• **WHAT YOU SHOULD DO**
If a line in the data holds the string "below", list it.

• **DATA IN THIS EXERCISE**
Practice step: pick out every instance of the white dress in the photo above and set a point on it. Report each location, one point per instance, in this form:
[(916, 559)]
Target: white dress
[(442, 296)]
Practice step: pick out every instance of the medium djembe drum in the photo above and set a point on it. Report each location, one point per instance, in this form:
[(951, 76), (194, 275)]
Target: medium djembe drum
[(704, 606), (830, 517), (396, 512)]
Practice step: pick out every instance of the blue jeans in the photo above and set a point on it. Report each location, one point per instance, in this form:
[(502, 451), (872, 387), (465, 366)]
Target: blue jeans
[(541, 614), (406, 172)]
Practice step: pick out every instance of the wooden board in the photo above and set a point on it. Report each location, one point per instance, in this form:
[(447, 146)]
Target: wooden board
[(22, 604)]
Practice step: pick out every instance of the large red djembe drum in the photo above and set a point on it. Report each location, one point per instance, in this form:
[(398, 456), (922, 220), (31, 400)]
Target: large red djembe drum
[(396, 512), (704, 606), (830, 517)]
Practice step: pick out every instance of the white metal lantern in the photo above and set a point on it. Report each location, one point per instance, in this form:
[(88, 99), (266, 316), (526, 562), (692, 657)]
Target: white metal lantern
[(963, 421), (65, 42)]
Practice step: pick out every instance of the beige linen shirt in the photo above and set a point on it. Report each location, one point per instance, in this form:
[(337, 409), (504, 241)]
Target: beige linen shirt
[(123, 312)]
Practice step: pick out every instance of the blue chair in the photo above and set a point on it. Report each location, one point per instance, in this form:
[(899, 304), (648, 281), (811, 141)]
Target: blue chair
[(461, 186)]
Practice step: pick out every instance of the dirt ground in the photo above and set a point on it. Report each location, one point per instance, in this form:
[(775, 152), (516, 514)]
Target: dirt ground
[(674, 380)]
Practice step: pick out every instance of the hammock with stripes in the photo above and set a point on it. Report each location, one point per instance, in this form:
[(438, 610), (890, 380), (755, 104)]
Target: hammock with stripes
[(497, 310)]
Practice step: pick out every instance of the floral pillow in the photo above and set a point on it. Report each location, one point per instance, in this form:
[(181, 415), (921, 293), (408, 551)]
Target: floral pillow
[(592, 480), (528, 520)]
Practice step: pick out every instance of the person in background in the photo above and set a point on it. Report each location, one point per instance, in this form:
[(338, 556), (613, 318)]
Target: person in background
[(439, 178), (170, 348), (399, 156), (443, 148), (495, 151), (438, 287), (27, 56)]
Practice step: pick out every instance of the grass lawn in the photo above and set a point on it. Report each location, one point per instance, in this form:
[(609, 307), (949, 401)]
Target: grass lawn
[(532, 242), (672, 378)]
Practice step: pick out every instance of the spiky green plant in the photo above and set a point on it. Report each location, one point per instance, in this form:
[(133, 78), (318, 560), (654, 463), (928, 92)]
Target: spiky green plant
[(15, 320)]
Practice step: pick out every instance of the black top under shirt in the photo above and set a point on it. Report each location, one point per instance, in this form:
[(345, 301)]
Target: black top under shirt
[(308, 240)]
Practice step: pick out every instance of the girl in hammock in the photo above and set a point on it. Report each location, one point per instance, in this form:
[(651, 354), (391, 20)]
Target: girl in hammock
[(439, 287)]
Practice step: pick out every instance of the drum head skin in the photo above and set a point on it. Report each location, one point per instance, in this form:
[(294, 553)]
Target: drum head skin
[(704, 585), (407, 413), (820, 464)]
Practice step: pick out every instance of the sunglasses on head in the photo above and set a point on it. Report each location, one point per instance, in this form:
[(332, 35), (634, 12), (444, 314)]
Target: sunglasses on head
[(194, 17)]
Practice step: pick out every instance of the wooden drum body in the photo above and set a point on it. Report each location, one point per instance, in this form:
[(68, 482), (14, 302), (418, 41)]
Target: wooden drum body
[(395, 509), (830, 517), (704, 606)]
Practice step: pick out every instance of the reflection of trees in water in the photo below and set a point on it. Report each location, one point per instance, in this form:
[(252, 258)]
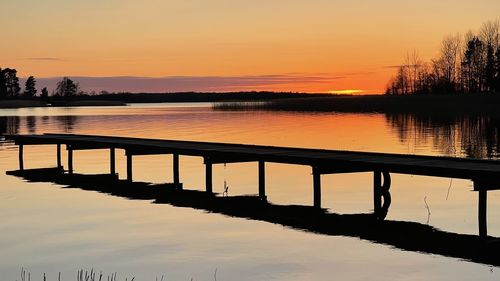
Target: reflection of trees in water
[(9, 124), (470, 136), (67, 123)]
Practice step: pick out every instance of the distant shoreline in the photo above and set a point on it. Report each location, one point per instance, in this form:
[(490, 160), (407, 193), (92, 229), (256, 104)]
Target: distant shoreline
[(471, 104), (12, 104), (121, 99)]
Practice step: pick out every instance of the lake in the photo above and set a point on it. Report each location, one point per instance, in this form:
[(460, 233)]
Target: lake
[(45, 228)]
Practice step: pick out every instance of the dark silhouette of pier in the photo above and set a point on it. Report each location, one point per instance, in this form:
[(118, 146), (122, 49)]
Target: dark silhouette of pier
[(410, 236), (484, 173)]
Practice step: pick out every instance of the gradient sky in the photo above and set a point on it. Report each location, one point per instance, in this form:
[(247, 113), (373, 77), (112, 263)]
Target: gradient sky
[(310, 45)]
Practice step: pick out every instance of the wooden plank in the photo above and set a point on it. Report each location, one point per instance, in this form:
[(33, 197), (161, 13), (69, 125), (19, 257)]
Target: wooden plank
[(350, 161)]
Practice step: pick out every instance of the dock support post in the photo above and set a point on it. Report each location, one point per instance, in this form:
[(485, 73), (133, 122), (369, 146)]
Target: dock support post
[(21, 160), (317, 188), (112, 163), (208, 175), (129, 167), (262, 180), (70, 159), (59, 162), (381, 191), (176, 170), (483, 232), (377, 198)]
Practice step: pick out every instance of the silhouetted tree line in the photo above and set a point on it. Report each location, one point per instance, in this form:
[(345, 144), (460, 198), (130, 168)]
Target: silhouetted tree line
[(466, 64), (9, 86)]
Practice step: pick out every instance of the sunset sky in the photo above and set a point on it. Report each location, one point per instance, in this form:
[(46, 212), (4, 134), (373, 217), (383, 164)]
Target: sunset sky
[(227, 45)]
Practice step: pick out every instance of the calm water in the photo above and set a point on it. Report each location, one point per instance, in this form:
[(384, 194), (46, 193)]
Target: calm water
[(48, 229)]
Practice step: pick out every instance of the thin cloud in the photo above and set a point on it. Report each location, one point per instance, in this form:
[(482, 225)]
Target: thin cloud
[(193, 83), (400, 65), (43, 59)]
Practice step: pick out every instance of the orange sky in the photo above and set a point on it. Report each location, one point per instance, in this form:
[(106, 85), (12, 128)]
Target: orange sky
[(348, 43)]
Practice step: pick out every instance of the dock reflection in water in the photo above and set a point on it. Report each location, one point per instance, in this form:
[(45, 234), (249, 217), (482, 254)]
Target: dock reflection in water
[(51, 229)]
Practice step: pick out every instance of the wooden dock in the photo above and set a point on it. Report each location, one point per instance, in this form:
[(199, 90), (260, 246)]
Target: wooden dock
[(485, 174)]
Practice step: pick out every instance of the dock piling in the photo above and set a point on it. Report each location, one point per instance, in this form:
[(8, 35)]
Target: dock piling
[(208, 175), (129, 167), (176, 170), (112, 162), (59, 162), (262, 181), (482, 217), (21, 158), (317, 188), (377, 199), (70, 159)]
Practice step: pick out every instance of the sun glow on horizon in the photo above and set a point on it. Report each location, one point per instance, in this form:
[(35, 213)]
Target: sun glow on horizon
[(347, 92)]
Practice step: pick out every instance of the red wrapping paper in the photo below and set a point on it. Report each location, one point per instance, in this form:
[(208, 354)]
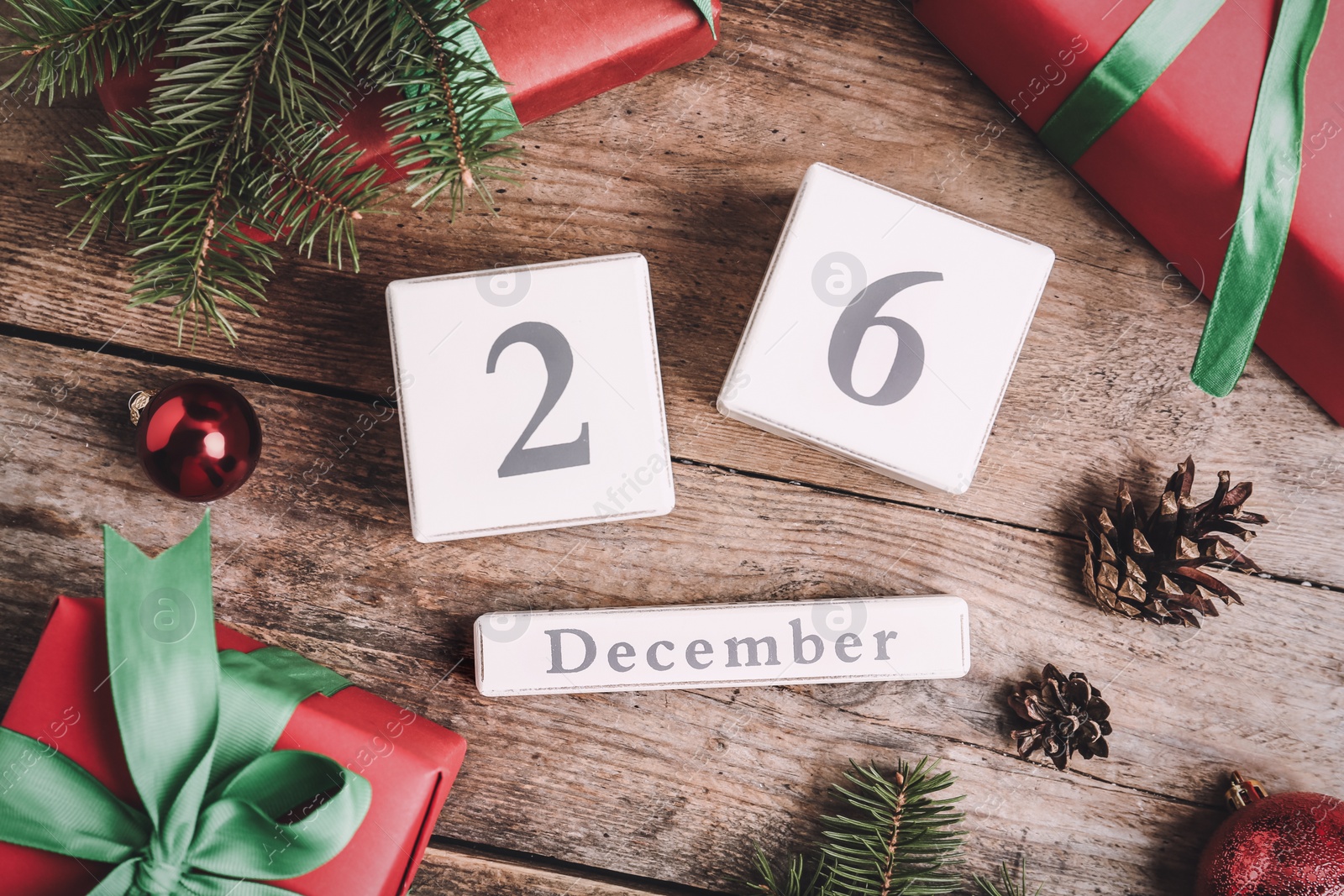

• **RESPONSE TO THIS EXERCISE**
Practice step: pick out every instance of the reflection of trees in water in the photo below and set a point on it. Report each location, one point per instance, in this form:
Practice step: pick out every instance of the red wrapping paper in the photo below and set a point on it. Report each location, one point per instance, in this form:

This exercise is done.